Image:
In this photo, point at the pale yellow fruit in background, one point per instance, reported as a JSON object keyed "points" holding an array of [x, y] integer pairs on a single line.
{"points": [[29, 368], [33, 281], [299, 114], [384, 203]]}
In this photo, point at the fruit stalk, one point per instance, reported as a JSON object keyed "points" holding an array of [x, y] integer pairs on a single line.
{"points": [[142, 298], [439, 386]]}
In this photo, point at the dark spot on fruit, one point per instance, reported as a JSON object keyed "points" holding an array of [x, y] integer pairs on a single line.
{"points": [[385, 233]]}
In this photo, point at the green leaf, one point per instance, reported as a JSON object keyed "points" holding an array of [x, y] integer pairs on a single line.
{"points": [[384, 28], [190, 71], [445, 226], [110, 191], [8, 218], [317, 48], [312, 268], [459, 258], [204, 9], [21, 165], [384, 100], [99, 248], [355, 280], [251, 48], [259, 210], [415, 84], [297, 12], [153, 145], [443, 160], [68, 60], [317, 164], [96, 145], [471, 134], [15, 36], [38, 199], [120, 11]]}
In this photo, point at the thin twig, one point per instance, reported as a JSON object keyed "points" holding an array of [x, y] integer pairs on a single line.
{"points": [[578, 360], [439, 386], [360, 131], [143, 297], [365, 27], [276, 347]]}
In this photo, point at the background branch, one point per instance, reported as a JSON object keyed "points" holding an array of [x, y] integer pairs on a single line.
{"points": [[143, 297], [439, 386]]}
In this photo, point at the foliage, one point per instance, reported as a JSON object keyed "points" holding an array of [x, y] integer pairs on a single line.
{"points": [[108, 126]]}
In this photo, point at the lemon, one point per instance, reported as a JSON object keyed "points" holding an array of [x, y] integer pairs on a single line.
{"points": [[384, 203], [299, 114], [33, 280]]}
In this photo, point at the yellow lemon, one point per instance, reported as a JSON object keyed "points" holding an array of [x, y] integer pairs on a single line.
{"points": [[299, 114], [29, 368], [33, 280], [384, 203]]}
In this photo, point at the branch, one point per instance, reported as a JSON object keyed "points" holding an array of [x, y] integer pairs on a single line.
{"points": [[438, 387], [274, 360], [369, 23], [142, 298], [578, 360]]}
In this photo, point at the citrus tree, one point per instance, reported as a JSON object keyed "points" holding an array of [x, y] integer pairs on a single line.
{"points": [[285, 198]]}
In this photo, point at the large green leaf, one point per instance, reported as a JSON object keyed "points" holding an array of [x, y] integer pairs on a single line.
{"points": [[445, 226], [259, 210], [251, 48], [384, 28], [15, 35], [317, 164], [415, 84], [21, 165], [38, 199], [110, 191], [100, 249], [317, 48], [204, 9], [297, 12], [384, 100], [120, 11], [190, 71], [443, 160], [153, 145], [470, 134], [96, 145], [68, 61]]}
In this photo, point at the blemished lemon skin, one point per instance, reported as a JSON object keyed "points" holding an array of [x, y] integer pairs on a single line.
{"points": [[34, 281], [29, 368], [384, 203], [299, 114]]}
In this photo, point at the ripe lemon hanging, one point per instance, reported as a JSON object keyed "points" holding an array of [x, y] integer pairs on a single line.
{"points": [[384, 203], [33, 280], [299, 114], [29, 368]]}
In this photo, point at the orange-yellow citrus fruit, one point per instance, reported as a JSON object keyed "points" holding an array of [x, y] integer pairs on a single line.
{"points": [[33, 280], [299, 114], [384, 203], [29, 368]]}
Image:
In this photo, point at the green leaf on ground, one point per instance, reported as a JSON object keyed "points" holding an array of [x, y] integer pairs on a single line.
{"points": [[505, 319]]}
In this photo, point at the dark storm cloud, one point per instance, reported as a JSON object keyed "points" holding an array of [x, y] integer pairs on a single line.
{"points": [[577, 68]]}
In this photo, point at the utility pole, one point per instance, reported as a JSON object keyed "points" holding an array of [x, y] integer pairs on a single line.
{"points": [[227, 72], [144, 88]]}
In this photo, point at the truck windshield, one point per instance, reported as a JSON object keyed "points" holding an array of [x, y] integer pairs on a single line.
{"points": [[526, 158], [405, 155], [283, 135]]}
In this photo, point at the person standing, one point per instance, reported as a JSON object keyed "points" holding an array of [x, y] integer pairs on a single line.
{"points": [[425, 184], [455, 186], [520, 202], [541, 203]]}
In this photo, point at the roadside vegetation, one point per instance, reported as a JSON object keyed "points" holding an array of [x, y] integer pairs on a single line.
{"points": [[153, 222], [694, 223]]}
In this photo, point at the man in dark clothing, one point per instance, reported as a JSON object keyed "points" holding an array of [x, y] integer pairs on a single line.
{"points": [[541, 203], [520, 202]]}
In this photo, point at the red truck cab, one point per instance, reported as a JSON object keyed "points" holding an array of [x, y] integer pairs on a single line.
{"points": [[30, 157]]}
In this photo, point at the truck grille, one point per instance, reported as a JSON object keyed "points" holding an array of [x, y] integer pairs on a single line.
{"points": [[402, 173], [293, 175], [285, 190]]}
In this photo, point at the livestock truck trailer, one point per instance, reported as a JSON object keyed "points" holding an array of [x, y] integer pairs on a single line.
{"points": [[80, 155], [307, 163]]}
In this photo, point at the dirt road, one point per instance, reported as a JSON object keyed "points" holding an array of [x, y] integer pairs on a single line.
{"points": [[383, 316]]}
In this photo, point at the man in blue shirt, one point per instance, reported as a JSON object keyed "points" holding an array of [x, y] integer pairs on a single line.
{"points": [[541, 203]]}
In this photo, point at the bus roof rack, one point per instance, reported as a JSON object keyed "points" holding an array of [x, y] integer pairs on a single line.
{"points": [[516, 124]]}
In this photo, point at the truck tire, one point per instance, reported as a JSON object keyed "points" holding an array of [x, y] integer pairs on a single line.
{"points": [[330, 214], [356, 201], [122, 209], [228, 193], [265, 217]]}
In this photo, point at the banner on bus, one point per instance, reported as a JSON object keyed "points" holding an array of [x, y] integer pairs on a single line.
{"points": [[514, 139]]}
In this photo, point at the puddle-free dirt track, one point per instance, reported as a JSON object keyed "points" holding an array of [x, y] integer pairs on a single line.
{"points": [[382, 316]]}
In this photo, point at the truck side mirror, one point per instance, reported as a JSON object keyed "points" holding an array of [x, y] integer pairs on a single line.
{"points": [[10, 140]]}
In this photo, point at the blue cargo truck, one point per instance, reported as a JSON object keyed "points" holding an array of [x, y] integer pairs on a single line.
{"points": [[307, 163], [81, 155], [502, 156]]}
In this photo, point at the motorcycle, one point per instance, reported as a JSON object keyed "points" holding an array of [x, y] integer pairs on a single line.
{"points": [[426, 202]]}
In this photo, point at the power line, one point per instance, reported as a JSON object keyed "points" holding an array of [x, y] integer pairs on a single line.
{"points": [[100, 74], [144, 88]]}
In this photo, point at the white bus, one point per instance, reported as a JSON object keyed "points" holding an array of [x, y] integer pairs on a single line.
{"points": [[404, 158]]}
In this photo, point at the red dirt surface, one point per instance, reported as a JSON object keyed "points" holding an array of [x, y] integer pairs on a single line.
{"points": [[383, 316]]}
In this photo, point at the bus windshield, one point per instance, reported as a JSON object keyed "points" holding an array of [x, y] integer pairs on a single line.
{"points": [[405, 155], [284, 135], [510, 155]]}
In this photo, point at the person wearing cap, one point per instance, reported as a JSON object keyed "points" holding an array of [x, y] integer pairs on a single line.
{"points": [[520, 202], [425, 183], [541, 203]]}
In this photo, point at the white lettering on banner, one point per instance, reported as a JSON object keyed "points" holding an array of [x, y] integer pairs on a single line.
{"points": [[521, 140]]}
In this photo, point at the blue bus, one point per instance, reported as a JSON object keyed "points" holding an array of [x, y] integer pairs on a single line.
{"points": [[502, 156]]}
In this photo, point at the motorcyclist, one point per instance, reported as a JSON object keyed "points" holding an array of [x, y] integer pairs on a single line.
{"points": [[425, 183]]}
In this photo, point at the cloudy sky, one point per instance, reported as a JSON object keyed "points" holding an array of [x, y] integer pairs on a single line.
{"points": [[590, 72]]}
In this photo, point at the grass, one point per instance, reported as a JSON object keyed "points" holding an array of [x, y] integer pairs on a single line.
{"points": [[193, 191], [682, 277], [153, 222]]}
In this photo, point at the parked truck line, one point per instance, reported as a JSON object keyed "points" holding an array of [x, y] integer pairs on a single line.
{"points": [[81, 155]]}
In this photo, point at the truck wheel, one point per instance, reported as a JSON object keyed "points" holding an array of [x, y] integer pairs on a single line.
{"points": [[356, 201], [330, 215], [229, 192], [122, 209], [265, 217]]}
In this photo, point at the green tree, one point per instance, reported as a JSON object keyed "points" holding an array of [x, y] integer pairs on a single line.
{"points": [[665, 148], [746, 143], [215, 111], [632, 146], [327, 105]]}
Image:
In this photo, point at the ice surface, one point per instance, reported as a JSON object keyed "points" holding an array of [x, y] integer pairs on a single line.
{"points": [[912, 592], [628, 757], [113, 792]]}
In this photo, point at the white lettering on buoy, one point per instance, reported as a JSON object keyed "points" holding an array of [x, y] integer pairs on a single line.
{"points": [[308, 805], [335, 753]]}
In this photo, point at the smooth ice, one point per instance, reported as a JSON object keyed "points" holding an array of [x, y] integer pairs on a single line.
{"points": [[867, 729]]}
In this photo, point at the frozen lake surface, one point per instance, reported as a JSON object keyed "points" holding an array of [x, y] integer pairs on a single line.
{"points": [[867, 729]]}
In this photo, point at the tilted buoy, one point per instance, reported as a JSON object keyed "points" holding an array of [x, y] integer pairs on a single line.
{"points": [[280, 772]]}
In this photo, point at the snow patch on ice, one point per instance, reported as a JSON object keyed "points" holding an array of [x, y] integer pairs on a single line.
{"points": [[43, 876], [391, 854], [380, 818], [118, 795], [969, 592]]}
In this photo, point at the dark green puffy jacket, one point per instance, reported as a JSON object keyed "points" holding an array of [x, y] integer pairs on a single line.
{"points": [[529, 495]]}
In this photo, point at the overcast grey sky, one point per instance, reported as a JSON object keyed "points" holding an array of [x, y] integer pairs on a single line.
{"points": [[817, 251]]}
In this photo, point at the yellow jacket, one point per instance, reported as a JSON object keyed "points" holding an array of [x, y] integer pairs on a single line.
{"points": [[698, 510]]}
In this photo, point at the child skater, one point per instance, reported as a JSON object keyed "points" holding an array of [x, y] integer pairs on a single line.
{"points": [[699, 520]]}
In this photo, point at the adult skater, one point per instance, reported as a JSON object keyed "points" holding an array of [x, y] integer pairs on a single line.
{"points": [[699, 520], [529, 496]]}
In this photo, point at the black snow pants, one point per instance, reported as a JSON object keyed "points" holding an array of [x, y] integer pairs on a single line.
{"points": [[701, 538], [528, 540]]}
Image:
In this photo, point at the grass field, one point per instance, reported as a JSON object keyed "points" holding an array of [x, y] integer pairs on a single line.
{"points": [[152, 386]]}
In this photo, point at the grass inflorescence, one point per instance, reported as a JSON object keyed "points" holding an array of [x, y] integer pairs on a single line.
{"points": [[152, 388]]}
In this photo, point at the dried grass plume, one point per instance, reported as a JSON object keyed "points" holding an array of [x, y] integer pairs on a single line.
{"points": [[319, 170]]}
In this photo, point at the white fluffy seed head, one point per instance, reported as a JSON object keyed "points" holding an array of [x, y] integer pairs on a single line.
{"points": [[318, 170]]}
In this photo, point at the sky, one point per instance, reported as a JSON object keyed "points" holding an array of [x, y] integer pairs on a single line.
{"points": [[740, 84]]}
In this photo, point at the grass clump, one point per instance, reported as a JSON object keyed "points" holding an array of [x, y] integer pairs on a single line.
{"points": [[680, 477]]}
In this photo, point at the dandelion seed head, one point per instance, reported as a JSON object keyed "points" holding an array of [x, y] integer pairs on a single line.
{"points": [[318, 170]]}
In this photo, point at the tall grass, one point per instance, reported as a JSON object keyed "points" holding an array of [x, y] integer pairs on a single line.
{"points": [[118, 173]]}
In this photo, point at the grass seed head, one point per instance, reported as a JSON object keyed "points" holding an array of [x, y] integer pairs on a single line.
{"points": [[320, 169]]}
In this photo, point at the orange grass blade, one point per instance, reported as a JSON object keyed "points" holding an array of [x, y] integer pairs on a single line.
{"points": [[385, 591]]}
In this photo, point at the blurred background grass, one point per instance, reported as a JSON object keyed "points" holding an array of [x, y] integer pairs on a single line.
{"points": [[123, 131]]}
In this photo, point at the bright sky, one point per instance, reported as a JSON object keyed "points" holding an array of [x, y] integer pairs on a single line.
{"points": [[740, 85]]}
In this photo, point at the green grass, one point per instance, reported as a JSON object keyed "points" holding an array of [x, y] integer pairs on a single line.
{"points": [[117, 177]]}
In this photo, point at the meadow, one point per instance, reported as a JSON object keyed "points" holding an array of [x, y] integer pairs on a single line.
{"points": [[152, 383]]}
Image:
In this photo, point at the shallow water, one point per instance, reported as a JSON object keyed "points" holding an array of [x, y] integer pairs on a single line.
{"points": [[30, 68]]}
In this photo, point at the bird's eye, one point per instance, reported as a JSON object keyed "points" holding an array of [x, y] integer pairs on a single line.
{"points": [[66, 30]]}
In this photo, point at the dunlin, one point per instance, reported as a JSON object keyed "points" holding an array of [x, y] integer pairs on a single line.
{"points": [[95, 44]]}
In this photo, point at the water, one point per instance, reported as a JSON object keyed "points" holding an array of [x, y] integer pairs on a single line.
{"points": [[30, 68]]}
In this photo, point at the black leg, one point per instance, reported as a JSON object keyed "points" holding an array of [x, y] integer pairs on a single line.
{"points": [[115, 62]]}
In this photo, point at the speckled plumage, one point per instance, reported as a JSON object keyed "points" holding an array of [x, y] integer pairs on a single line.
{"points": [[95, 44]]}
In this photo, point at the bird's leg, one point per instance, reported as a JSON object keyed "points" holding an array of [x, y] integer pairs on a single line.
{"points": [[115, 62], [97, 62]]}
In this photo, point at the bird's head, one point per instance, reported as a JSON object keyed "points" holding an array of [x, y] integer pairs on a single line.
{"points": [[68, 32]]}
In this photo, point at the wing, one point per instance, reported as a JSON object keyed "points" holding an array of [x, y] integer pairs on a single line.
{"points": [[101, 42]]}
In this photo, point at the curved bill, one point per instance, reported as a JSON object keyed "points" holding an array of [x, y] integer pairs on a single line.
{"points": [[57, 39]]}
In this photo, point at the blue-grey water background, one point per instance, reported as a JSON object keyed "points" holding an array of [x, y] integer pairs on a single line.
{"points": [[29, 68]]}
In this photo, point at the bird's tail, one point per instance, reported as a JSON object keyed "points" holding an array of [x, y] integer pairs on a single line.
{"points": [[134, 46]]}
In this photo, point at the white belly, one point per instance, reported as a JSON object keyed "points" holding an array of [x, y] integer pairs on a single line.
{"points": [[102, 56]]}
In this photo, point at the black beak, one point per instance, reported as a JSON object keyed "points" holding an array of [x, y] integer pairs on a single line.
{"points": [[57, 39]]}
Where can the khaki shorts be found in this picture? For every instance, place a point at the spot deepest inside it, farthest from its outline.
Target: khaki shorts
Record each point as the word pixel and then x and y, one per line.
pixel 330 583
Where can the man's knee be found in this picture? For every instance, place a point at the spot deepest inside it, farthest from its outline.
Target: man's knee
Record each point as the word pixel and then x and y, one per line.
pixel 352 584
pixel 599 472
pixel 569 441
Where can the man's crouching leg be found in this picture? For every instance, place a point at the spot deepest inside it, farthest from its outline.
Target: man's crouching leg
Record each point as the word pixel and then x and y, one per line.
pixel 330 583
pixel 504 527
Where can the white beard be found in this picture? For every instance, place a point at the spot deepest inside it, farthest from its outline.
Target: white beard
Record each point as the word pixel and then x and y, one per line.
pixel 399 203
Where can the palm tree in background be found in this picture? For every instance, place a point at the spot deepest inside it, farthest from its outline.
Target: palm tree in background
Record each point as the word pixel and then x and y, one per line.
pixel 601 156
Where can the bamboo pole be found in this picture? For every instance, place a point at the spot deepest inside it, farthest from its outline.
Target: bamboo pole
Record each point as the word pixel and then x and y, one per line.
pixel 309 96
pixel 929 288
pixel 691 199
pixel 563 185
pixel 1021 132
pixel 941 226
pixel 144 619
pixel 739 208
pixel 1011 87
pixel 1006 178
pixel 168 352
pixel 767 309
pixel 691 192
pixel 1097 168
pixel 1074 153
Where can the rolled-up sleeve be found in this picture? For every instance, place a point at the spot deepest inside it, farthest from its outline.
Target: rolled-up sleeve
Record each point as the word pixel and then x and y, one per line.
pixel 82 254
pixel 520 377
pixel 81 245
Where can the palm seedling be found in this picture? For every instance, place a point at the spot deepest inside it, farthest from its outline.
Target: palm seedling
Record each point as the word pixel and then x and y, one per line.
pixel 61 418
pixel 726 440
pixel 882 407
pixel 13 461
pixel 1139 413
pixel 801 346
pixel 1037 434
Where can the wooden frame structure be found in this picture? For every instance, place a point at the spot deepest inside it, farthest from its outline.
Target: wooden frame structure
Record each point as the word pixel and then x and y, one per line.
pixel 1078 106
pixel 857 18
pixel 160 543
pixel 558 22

**AIM OF THE TASK:** Copy out each line of the material that holds the word "shorts".

**EXERCISE RESPONSE:**
Where can the khaki shorts be found in this picture? For every instance, place a point at the spot deepest inside it, farthest from its outline.
Target: khaki shorts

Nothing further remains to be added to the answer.